• Given task:
Switch "Exercise" to "Task" everywhere in the lines below and write all of them out again with nothing else changed. Leave the pictures out.

• Source material:

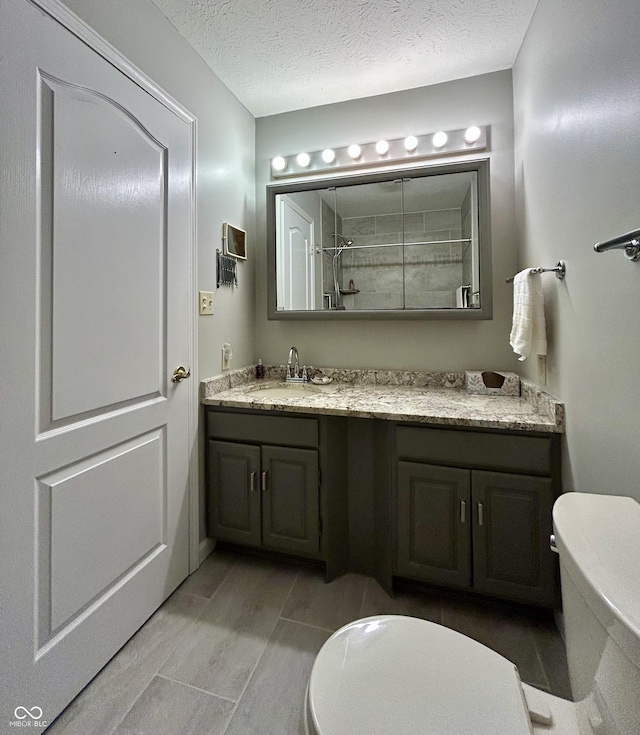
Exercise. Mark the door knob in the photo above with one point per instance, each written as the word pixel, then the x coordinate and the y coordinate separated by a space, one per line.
pixel 180 374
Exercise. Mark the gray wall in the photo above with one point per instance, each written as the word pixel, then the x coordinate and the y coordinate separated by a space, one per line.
pixel 420 344
pixel 577 106
pixel 225 168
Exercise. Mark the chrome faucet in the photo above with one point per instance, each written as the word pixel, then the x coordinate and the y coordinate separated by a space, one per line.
pixel 292 363
pixel 293 368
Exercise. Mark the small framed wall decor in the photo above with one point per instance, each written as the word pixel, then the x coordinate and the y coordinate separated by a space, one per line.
pixel 235 241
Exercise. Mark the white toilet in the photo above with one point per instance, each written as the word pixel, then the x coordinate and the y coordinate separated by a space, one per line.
pixel 394 675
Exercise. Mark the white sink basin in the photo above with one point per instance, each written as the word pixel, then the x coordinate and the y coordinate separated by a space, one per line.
pixel 292 390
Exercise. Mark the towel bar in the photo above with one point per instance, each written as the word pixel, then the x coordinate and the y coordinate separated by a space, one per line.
pixel 560 270
pixel 629 242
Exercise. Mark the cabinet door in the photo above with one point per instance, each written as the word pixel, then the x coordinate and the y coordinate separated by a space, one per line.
pixel 511 531
pixel 234 492
pixel 290 510
pixel 433 524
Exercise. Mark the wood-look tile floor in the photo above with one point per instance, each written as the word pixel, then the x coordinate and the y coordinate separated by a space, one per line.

• The reply:
Task. Mark the door knob in the photo above with one point per instance, each written as the word pixel, then the x coordinate and the y coordinate separated by a space, one per line.
pixel 180 374
Task. Mark the gray wall in the photo above with one point per instance, each written as the word pixel, then the x coordinate and the y coordinate separated by a space, one per line.
pixel 420 344
pixel 577 106
pixel 225 168
Task. Mark the chrome faucet in the photo above with one point per instance, each written as the word pixel, then the x coordinate and the y coordinate separated by a space, one per line.
pixel 292 363
pixel 293 368
Task. Mark the small framed wall decor in the photo above with one point per instance, each written as the word pixel, then the x coordinate and the y coordinate separated by a space, one per line.
pixel 235 241
Task. Mark the white toilet in the photo above with one point per instance, each written as the word pixel, then the x coordinate and the y coordinate separated by a space, one per line.
pixel 394 675
Task. Mark the white sink basin in the photo above with one point per instance, each written as the word pixel, then the x coordinate and the y coordinate separated by a space, one per line.
pixel 292 390
Task. Mark the towel bar in the photo above with one point per instance, each written as the word pixel, then the x coordinate and the y coordinate separated by a space, one per line.
pixel 560 270
pixel 629 242
Task. Mark the cabinet door in the photo above with one point per instance, each written as the word pixel, then the x coordinate and the y coordinate separated by a space, one per line.
pixel 511 531
pixel 234 492
pixel 290 510
pixel 433 524
Task. Mark the wood-look tile floor in the photo above with one point per instance, each written as the word pixel, then the x coordinate and the y coordinate separated by a space, one per line.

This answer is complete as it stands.